(Beginning of Material shown)

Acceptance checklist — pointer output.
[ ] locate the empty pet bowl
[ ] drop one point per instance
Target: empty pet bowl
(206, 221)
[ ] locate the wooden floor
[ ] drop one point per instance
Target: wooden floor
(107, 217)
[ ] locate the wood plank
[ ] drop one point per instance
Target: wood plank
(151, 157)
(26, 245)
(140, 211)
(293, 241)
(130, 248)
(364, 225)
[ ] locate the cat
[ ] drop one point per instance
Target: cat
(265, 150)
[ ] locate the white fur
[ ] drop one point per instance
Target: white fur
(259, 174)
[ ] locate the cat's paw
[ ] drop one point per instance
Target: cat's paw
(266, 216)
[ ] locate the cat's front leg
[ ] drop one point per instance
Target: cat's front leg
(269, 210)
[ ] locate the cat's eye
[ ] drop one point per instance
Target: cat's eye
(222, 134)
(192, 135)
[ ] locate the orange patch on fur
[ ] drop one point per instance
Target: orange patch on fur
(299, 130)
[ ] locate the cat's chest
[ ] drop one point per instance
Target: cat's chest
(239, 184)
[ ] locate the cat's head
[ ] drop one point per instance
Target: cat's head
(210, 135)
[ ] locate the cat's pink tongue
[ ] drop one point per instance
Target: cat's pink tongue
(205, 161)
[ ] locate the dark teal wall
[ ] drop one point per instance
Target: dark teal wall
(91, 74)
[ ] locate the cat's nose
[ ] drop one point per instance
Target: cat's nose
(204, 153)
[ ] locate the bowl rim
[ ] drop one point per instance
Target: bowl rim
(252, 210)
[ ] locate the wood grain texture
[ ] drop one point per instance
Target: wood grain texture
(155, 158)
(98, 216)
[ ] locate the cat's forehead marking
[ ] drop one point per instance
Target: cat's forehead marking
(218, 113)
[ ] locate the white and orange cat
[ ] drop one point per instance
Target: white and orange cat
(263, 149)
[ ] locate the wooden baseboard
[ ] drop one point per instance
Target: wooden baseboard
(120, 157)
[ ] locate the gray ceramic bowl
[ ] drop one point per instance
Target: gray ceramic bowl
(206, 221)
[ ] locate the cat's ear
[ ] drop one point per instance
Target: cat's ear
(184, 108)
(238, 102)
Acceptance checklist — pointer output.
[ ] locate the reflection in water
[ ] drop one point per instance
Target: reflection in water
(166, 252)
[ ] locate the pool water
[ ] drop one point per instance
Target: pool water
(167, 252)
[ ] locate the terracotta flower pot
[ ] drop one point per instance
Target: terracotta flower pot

(End of Material shown)

● What you need to do:
Identify every line above that includes the word "flower", and show those lines.

● Problem solution:
[ ] locate the terracotta flower pot
Target: terracotta flower pot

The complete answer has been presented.